Rohingya women migrants and children stand in a queue to board a Malaysian Navy ship at the naval base in Langkawi on May 14, 2015 to be transferred to a mainland immigration depot
Denied citizenship by national law, members of the Rohingya minority are effectively stateless. They have limited access to education or adequate healthcare and cannot move around freely. They have been attacked by the military and chased from their homes and land by extremist Buddhist mobs.
Wan Junaidi said it was time to put pressure on Burma, a former pariah state, to address the Rohingya crisis.
“You talk about democracy, but don’t treat your citizens like trash, like criminals until they need to run away to our country,” he said.
Increasingly over the years, Rohingya boarding boats in the Bay of Bengal have been joined by people from neighbouring Bangladesh, most of them seeking an escape from poverty.
For those fleeing, the first stop until recently was Thailand, where migrants were held in jungle camps until their families could raise hefty ransoms so they could continue onward. Recent security crackdowns forced the smugglers to change tactics, instead holding people on large ships parked offshore.
Initially they were shuttled to shore in groups on smaller boats after their “ransoms” were paid. But as agents and brokers on land got spooked by arrests – not just of traffickers but also police and politicians – they went into hiding.
That created a bottleneck, with migrants stuck on boats for days and weeks.
════════
◆ **Challenge 1**: In the passage on Rohingya migrants, where were migrants held in Thailand until their families could raise ransoms?
The passage and the entries have no connection to each other.

Excerpts from location labeling data
════════
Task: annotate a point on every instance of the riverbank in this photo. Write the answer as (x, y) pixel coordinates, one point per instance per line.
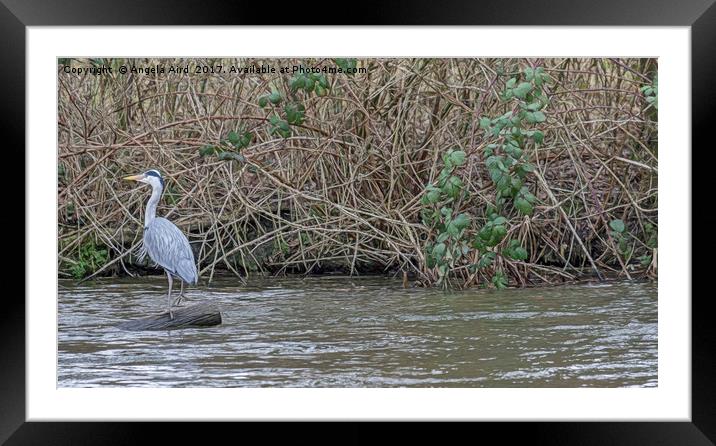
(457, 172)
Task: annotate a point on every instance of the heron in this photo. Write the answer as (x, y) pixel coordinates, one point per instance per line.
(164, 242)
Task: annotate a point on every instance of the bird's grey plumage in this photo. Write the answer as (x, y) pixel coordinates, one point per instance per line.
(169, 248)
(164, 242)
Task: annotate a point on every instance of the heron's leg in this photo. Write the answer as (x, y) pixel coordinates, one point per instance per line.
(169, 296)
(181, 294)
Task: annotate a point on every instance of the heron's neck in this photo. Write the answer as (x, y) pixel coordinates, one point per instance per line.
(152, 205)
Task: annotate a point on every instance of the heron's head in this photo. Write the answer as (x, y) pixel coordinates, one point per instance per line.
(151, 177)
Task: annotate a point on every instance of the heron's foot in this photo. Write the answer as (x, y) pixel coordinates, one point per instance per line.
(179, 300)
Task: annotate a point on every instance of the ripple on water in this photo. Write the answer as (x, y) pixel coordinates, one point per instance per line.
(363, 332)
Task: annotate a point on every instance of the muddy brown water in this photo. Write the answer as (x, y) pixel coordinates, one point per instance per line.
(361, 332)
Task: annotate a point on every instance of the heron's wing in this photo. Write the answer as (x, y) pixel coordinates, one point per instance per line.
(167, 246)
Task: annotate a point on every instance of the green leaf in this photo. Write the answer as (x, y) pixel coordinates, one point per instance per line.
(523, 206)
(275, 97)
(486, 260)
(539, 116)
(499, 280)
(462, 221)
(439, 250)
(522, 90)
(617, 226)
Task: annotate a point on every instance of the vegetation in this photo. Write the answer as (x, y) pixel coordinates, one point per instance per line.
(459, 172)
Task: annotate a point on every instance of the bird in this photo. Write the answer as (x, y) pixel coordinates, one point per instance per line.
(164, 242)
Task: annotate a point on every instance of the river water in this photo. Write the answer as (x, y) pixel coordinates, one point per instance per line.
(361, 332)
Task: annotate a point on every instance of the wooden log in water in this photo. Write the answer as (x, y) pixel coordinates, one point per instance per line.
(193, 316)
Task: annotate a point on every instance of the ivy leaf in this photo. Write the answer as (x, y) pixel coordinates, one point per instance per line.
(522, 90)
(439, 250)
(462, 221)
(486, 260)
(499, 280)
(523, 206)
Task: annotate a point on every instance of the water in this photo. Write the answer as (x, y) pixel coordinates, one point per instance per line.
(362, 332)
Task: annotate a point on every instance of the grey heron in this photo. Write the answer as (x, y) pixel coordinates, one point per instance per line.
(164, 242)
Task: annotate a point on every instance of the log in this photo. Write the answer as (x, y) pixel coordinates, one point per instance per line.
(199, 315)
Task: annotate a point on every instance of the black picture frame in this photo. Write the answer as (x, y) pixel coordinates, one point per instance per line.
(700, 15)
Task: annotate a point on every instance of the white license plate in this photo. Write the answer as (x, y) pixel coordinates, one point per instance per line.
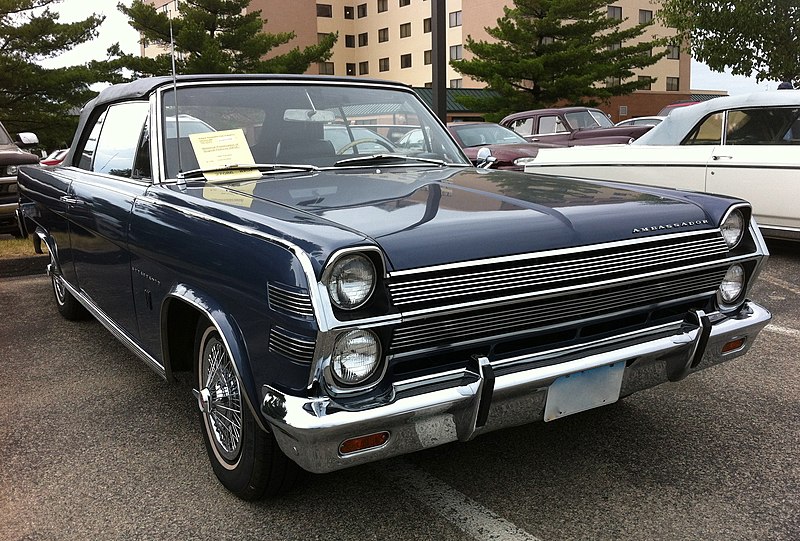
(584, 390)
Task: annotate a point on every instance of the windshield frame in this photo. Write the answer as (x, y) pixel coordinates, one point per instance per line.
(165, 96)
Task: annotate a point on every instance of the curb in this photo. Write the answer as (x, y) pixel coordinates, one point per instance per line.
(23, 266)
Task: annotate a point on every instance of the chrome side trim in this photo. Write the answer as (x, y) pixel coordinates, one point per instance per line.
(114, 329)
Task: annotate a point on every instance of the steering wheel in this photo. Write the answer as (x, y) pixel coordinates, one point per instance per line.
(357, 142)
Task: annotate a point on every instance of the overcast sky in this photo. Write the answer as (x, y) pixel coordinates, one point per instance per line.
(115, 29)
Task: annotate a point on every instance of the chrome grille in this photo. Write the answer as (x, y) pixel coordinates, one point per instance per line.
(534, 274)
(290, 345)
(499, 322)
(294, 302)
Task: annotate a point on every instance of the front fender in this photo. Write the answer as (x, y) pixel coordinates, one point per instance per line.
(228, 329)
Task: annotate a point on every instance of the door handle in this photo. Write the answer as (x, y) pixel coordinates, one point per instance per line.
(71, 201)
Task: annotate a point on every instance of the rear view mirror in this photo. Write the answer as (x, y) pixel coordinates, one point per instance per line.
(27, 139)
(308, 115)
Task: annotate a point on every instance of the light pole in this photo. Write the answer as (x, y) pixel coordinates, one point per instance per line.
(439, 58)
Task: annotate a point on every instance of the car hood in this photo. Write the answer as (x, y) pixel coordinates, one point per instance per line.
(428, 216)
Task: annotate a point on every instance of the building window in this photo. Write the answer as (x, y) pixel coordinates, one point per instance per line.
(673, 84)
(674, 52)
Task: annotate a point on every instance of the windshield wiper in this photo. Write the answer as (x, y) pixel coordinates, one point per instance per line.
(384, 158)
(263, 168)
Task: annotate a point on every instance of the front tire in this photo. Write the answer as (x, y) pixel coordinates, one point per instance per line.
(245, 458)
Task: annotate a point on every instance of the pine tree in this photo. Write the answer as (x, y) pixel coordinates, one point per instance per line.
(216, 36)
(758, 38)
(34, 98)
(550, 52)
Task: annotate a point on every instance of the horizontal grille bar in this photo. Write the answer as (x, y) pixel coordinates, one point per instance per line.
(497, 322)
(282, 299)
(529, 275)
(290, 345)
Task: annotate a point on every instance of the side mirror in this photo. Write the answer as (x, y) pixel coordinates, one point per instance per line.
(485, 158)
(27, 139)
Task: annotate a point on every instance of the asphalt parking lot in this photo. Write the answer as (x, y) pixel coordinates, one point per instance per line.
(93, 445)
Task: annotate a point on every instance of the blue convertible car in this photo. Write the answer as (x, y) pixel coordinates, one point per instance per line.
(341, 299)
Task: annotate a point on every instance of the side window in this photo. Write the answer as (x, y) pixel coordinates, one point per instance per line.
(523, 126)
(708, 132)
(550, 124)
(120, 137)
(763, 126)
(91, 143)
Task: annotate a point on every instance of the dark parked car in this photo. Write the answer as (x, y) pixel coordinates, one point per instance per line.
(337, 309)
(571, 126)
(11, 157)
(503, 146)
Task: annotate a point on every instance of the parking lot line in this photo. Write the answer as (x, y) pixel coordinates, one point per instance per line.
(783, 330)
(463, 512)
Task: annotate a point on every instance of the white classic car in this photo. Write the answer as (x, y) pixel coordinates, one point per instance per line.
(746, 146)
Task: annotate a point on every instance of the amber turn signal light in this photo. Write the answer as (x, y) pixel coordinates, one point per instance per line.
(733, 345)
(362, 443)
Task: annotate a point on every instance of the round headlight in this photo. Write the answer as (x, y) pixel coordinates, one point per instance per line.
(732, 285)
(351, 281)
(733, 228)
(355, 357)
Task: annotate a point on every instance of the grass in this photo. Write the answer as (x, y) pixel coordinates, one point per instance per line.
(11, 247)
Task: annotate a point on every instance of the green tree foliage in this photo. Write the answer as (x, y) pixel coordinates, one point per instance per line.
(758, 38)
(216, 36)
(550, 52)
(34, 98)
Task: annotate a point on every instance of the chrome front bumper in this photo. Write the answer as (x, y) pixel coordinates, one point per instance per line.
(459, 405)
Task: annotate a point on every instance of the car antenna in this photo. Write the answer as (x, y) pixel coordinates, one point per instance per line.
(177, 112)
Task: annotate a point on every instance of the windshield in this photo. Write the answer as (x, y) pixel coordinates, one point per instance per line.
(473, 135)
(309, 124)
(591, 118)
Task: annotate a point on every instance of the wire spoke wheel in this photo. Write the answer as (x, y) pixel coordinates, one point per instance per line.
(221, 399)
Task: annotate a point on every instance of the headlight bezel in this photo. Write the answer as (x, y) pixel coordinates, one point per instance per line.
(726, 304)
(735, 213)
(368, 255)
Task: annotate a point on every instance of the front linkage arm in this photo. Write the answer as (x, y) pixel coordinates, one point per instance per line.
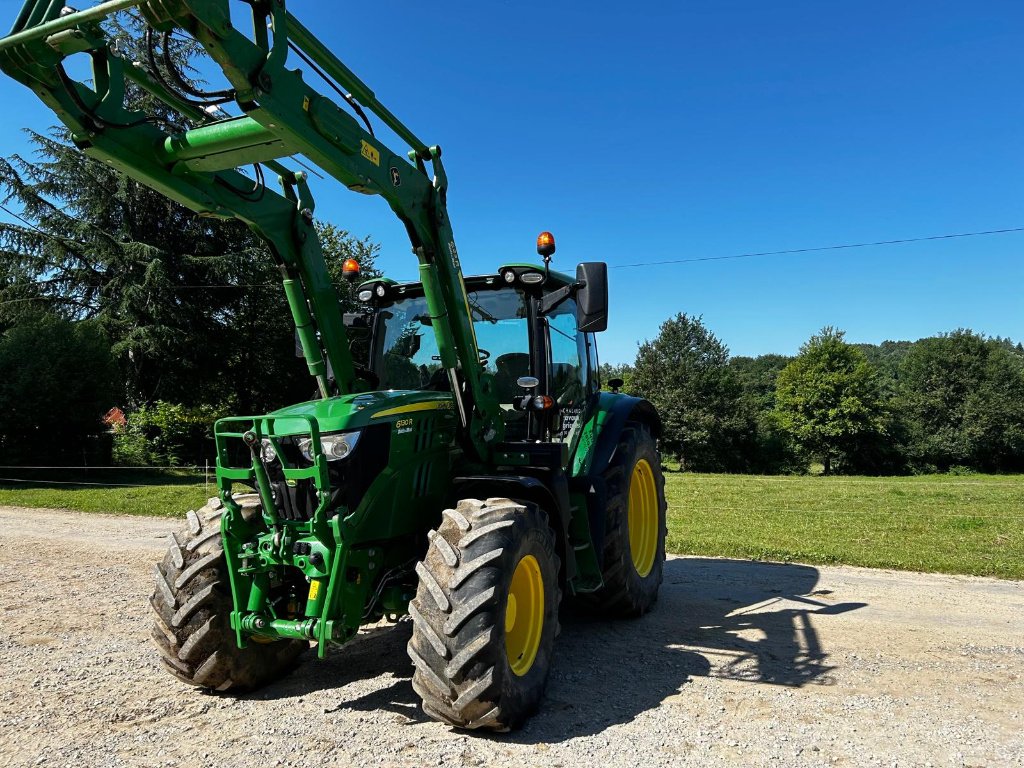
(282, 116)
════════
◆ **Challenge 2**: Pull out every line of the entries that contains the string "grey", matching its case exactly.

◆ **Finished answer 1**: In jungle camps.

◆ **Finished answer 2**:
Task: annotate a point on every instance of the bird's grey plumage in this photo. Write the answer as (x, y) pixel coordinates, one point per instance per line.
Task: annotate a point on every instance of the grey heron in this photo. Write the answer as (x, y) pixel coordinates, one point per instance per line.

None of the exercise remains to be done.